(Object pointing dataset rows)
☆ ☆ ☆ ☆ ☆ ☆ ☆

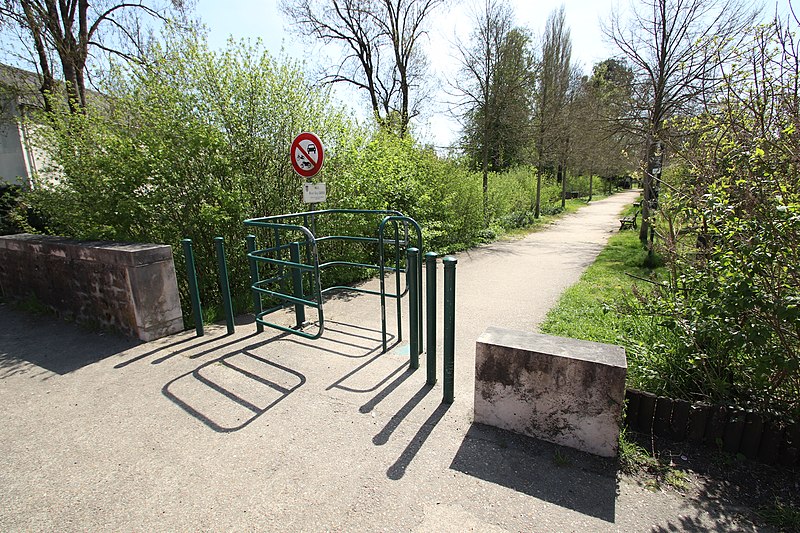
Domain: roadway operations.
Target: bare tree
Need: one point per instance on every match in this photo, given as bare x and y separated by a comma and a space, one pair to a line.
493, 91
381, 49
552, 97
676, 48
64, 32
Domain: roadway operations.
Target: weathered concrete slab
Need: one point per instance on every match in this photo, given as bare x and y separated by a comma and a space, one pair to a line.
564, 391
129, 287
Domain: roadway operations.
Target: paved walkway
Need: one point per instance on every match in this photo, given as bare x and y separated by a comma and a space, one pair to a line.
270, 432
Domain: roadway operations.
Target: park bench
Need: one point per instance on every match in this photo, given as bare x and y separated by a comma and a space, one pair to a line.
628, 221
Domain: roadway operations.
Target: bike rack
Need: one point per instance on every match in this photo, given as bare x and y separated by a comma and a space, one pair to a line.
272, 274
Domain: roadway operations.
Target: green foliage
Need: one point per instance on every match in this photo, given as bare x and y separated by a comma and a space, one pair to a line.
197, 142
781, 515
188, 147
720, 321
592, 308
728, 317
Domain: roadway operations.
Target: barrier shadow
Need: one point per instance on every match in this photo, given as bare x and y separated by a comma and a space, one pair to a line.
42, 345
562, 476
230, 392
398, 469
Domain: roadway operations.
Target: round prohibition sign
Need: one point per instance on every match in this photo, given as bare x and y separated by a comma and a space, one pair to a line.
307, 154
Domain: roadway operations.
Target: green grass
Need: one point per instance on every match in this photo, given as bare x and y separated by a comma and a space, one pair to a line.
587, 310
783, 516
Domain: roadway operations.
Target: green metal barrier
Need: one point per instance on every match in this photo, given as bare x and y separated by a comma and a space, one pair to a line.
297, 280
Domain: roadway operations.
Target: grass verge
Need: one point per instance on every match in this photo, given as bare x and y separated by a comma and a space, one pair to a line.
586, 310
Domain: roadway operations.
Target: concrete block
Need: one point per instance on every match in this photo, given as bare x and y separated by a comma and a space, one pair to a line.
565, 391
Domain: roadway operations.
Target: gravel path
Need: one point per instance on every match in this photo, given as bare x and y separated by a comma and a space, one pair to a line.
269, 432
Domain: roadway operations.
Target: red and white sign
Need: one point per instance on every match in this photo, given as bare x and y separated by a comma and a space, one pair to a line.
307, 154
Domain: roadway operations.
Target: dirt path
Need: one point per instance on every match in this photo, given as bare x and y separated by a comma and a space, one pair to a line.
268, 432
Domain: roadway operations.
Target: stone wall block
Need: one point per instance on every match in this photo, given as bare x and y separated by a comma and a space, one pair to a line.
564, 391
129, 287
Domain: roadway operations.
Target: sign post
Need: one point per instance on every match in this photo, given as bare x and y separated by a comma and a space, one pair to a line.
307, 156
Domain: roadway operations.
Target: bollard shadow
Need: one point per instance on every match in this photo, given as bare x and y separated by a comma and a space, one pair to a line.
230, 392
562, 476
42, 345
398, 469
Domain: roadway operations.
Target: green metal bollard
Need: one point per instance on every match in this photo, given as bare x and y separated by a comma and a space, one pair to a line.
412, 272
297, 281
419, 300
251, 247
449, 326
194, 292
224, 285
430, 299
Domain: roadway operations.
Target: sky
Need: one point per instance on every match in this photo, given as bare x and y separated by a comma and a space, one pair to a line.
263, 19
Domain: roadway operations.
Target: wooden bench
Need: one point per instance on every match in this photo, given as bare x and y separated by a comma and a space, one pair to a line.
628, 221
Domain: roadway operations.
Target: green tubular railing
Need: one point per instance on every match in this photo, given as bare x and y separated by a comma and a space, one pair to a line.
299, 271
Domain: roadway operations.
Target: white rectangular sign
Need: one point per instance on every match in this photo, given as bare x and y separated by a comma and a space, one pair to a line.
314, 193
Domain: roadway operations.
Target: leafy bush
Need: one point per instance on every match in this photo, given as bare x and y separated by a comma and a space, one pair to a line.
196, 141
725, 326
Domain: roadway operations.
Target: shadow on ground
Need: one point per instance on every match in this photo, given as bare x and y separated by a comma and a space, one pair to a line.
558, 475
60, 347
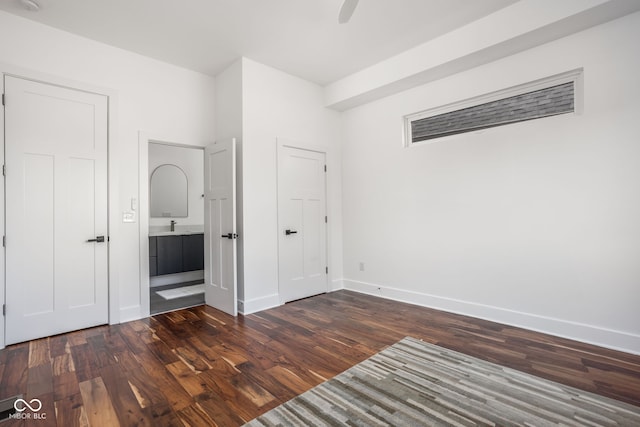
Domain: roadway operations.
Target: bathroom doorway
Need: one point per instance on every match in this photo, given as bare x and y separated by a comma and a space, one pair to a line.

☆ ☆ ☆ ☆ ☆ ☆ ☆

The task> Gather every line of the material above that contains the word "white", and list those lines.

Expected answer>
Target: red and white sign
Target: white rectangular sign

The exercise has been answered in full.